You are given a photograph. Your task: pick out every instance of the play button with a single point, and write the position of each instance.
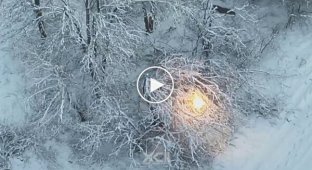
(155, 84)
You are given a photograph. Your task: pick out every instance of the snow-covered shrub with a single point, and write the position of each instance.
(13, 143)
(299, 12)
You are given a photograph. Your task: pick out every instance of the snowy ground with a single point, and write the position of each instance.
(11, 89)
(276, 144)
(283, 144)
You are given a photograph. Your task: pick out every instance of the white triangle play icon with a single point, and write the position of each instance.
(154, 85)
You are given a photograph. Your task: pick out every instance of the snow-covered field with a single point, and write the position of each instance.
(285, 143)
(277, 143)
(12, 108)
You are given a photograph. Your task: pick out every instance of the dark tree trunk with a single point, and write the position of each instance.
(223, 10)
(38, 12)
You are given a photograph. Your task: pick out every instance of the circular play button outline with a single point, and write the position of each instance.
(138, 84)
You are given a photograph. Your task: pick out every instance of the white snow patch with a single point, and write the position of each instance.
(286, 145)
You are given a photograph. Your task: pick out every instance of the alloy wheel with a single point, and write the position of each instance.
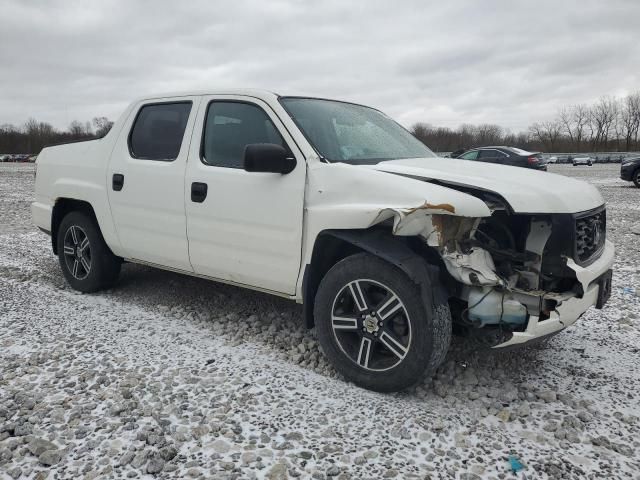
(77, 252)
(371, 325)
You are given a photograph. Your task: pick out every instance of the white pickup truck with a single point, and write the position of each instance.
(336, 206)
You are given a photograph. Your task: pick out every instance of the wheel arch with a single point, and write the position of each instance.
(331, 246)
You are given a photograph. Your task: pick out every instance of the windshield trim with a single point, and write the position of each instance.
(315, 149)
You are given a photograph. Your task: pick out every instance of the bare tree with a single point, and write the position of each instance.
(102, 126)
(630, 119)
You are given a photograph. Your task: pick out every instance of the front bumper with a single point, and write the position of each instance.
(569, 307)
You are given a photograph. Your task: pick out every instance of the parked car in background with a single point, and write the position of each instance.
(630, 170)
(582, 161)
(513, 156)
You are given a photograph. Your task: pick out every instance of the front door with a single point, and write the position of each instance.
(145, 181)
(243, 227)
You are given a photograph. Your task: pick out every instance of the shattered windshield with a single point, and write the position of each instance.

* * * * *

Omit the pictures, and please restate word for word the lines running from the line with "of the dark" to the end of the entries.

Task result
You are given a photograph. Your task: pick out every instance of the dark tree trunk with a single point, and write the position of each instance.
(223, 10)
(38, 12)
You are given a photograph. Your task: pick out every instance of the circular play button outline with a single point, and write the position of each instance.
(138, 84)
You are given a photograph. Your task: pick out every instance of the white snow patch with a single point, and write the position of each instance.
(286, 145)
You are given a photograph. Your task: pick out every instance of the alloy wheel with a single point, and write the position of each instance.
(77, 252)
(371, 325)
You are given a photograph. Your task: pick out every instance of the white pickup truck with a single point, and write the position of each instance.
(336, 206)
You are given a photograph. Your task: pick out every instance of the wheel arch with a single point, and write the position of each instance.
(331, 246)
You are given a photograph. Your task: pick out every instance of the windshield trim with a single point, and write the position of each instance.
(315, 149)
You are given a photograph. Your task: pick out every instance of the bare tree with a single point, and write the position of each instance.
(102, 126)
(630, 119)
You are given a photograph. Your task: pick out every instance of the front bumper with a single point, and write the position of each instance.
(569, 307)
You are given a photograph. Your task: pick out every instance of the parked car in background with a single point, and write the position of each instance.
(630, 170)
(582, 161)
(513, 156)
You are given a photograph. Your task: pick out every instance of the front door with a single point, and write the position of each instance.
(145, 181)
(243, 227)
You are given a photograph. Your task: pick out every instance of the shattered windshield with a single point, and write the position of each instance.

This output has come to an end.